Among the entries below, find every line that has "yellow" and pull it out.
========================
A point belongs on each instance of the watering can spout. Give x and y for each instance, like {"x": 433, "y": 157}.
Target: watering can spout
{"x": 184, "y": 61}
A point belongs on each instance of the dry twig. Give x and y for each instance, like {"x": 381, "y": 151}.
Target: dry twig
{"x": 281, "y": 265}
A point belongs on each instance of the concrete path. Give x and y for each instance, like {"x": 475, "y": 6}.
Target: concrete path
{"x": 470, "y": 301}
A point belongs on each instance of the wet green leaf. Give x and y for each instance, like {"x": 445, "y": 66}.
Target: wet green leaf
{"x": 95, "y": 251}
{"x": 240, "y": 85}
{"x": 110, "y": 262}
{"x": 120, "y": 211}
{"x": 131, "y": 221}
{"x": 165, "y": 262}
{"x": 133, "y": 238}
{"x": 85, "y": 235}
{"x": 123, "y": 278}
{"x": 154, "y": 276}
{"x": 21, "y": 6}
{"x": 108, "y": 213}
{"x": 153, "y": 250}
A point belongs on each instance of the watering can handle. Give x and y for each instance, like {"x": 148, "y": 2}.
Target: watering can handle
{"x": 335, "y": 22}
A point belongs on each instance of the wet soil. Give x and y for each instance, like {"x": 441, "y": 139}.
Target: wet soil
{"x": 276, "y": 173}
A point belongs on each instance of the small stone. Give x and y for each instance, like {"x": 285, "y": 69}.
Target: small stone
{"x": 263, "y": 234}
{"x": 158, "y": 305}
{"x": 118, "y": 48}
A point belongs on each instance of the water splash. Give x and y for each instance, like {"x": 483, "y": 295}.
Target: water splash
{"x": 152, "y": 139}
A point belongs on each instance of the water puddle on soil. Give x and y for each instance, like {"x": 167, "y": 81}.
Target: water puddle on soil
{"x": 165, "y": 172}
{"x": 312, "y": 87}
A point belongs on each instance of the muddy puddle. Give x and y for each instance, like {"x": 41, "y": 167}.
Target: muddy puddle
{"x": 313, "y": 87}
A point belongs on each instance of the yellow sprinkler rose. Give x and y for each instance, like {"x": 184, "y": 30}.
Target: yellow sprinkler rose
========================
Output below —
A point belongs on each instance of the yellow sprinkler rose. Give x and y for each instance, like {"x": 184, "y": 30}.
Target: yellow sprinkler rose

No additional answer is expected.